Exercise directions: In your copy, leave out the pictures and reproduce the listing below exactly.

Entries shown:

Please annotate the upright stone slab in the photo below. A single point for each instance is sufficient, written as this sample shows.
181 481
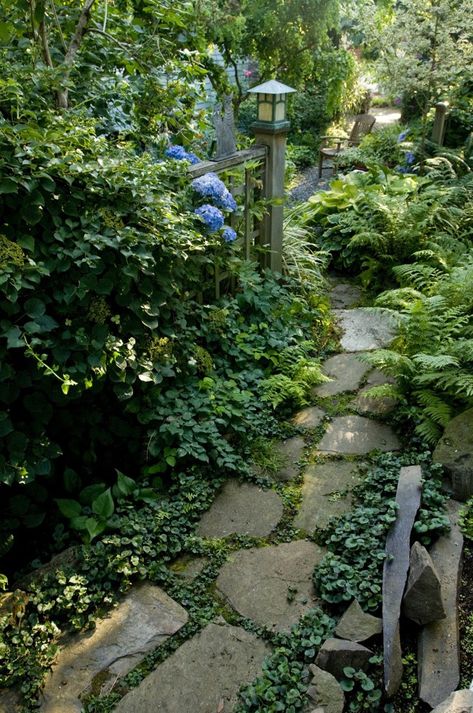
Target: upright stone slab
439 645
321 493
346 372
365 329
202 676
356 435
458 702
271 585
241 508
395 570
423 596
140 623
357 625
455 452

Answer to this exercise:
Please annotate the upright stone slab in the photo below. A single point for each instance is sufficient, written as this sample shows.
181 481
Target: upright stone slab
439 645
321 493
346 372
365 329
202 676
356 435
458 702
271 585
241 508
395 570
423 596
140 623
357 625
455 452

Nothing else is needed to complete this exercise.